**** SUPPLIED RECORDS ****

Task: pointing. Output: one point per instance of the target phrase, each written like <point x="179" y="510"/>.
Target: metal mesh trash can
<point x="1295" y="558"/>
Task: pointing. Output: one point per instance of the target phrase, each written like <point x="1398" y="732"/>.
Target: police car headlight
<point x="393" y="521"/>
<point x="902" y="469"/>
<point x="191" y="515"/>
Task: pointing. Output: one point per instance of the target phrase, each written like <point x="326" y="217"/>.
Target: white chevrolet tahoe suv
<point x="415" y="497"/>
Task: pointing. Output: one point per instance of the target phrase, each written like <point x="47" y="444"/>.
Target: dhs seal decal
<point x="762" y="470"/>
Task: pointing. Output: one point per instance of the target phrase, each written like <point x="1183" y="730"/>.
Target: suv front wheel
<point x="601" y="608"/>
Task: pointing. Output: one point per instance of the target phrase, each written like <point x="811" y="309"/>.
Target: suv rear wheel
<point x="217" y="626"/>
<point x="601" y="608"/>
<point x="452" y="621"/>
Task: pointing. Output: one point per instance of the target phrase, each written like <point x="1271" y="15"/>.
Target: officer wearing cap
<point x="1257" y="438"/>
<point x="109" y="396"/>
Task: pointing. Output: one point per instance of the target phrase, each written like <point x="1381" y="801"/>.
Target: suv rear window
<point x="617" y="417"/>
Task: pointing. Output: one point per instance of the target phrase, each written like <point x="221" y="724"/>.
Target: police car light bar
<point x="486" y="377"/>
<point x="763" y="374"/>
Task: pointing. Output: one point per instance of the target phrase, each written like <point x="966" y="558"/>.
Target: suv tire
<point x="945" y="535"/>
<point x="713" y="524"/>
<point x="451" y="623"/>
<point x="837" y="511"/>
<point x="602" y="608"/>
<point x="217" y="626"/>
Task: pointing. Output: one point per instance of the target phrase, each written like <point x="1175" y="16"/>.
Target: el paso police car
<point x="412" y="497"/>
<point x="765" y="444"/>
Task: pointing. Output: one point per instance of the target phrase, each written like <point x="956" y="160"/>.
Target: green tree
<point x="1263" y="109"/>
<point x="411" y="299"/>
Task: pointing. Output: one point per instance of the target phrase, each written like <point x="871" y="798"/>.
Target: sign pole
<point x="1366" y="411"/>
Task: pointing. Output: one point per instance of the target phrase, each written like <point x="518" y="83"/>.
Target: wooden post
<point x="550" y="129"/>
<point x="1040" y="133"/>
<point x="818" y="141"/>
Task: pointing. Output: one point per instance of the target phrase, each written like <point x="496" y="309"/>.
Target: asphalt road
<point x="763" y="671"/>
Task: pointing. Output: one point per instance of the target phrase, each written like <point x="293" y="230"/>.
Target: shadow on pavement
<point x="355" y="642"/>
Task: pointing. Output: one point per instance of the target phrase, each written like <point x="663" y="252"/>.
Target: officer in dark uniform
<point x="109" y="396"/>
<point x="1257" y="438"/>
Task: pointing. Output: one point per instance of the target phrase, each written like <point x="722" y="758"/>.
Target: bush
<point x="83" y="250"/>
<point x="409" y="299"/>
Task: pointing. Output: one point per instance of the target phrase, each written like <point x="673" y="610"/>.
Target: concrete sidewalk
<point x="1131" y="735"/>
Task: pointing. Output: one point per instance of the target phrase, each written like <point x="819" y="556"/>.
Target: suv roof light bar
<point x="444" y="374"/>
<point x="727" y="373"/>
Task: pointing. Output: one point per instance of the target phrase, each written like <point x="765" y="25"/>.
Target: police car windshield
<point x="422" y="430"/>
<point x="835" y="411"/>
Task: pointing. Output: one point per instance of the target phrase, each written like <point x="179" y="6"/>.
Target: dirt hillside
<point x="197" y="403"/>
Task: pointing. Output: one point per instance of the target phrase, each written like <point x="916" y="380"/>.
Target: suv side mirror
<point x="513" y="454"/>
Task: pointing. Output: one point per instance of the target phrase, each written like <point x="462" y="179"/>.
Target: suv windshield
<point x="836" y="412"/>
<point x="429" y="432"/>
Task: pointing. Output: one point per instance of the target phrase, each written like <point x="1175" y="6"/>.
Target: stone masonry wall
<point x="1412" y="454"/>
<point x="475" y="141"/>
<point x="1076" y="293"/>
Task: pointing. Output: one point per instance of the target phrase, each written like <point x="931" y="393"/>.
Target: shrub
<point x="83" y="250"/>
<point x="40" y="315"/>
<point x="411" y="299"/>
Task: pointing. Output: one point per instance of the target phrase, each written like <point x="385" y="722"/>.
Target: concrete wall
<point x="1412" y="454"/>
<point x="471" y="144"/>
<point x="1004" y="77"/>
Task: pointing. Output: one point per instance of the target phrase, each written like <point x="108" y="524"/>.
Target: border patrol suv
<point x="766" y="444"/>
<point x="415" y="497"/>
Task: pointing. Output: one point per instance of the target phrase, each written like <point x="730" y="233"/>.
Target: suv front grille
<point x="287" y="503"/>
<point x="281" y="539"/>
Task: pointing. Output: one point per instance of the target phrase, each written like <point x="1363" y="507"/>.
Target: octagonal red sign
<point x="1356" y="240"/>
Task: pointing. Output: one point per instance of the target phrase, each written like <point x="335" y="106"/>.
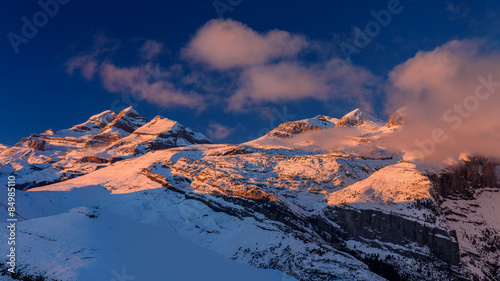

****

TASK BRIEF. Transcribe each record above exactly, leaving every picture out of the copy.

ANSWER TO THIS EXERCISE.
Task: pointing. Output: one point per instance of the target phrase, each written like <point x="179" y="510"/>.
Target: metal mesh trash can
<point x="1295" y="558"/>
Task: pointing. Output: one point per instance of the target phrase, each written like <point x="1398" y="732"/>.
Target: police car headlight
<point x="393" y="521"/>
<point x="902" y="469"/>
<point x="191" y="515"/>
Task: pointing. Output: one point per instance of the target phrase, each written like <point x="326" y="217"/>.
Target: white chevrolet tahoe suv
<point x="415" y="497"/>
Task: pointing. Output: one point per instance of the target phrase, each written like <point x="47" y="444"/>.
Target: dhs seal decal
<point x="762" y="470"/>
Task: pointing. Output: one point per instance of the target phrase, each written like <point x="1183" y="730"/>.
Target: suv front wheel
<point x="601" y="608"/>
Task: pointing. Output: one point per instance of the target phrase, each written like <point x="811" y="309"/>.
Target: suv rear wheel
<point x="217" y="626"/>
<point x="601" y="608"/>
<point x="452" y="621"/>
Task: pointing. Output: one point per instance of the target phrase, each written like <point x="1271" y="15"/>.
Target: officer wearing cap
<point x="1257" y="438"/>
<point x="109" y="396"/>
Task: pointing. Output: one point per instance of the target phrase, each written like <point x="1381" y="801"/>.
Target: suv rear window
<point x="617" y="417"/>
Task: pointing. Output: one point per instance of the target phrase, each written like <point x="221" y="724"/>.
Target: police car light bar
<point x="486" y="377"/>
<point x="763" y="374"/>
Task: pointing. Output: one point per instance of the target phrase, each written like <point x="966" y="558"/>.
Target: suv tire
<point x="945" y="535"/>
<point x="713" y="524"/>
<point x="451" y="623"/>
<point x="837" y="511"/>
<point x="602" y="608"/>
<point x="217" y="626"/>
Task: pointing. Output: one point per instance of the target phrase, each written like <point x="1175" y="16"/>.
Target: el paso police car
<point x="412" y="497"/>
<point x="765" y="444"/>
Task: pointing. Output: one point per instance of the target phrase, each written like <point x="956" y="160"/>.
Target: green tree
<point x="1263" y="109"/>
<point x="411" y="299"/>
Task: pointing. Output: one point per instance of the target phrase, each written like <point x="871" y="798"/>.
Target: sign pole
<point x="1366" y="411"/>
Task: pointing. Output: one point per instance of the target phrase, each written like <point x="518" y="83"/>.
Target: wooden post
<point x="550" y="129"/>
<point x="1040" y="133"/>
<point x="818" y="141"/>
Task: pointing. Output: one point per instance of the target phrase, each written like <point x="496" y="309"/>.
Target: asphalt road
<point x="763" y="671"/>
Task: pointing. Output: one point per instance of the target phrase, each written like <point x="293" y="230"/>.
Target: shadow on pavement
<point x="355" y="642"/>
Task: pointing. Output: one point per instance of the target phrase, each written like <point x="663" y="252"/>.
Target: officer in dark uniform
<point x="109" y="396"/>
<point x="1257" y="438"/>
Task: pointing. Output: one point per instance of the target phrase, each written like <point x="722" y="758"/>.
Target: bush
<point x="83" y="250"/>
<point x="409" y="299"/>
Task: pointing. Output: one point per instance of the target phrase, each written like <point x="673" y="610"/>.
Target: concrete sidewalk
<point x="1131" y="735"/>
Task: pointing. Output: one point per instance of the target phrase, each written like <point x="819" y="556"/>.
Target: suv roof light bar
<point x="444" y="374"/>
<point x="727" y="373"/>
Task: pointing. Output: one point per instance of the target phrase, each written like <point x="765" y="25"/>.
Target: police car windshield
<point x="422" y="430"/>
<point x="835" y="411"/>
Task: pointing. Output: one point per instance of the target phrase, each written like <point x="179" y="6"/>.
Target: dirt hillside
<point x="197" y="403"/>
Task: pointing. Output: one point per instance of the target phrase, each written like <point x="916" y="380"/>.
Target: suv side mirror
<point x="513" y="454"/>
Task: pointing. Output: one point per instance of the target phrase, each written like <point x="462" y="179"/>.
Target: suv windshield
<point x="836" y="412"/>
<point x="429" y="432"/>
Task: pointing. Output: one point per instance of the target phrase, each written like <point x="1175" y="6"/>.
Target: stone masonry wall
<point x="1412" y="454"/>
<point x="475" y="141"/>
<point x="1076" y="293"/>
Task: pointing. Output: one point per instance of the target phrase, each written like <point x="931" y="393"/>.
Target: shrub
<point x="83" y="250"/>
<point x="40" y="315"/>
<point x="411" y="299"/>
Task: pointing. Output: one point per instance of the target phrase, each written like <point x="385" y="722"/>.
Target: concrete wall
<point x="1412" y="454"/>
<point x="471" y="144"/>
<point x="1004" y="77"/>
Task: pointing. Output: one point per instance of the target phrase, each written like <point x="108" y="524"/>.
Target: border patrol suv
<point x="766" y="444"/>
<point x="415" y="497"/>
Task: pointing. Output: one point per instance of the target phrase, each written like <point x="730" y="233"/>.
Target: suv front grille
<point x="287" y="503"/>
<point x="281" y="539"/>
Task: pointing. Output: one point per instance of the target phrase, each written like <point x="1363" y="507"/>.
Target: octagonal red sign
<point x="1356" y="240"/>
Task: pointing. Output: one point per instance of the target phrase, each written like <point x="335" y="106"/>.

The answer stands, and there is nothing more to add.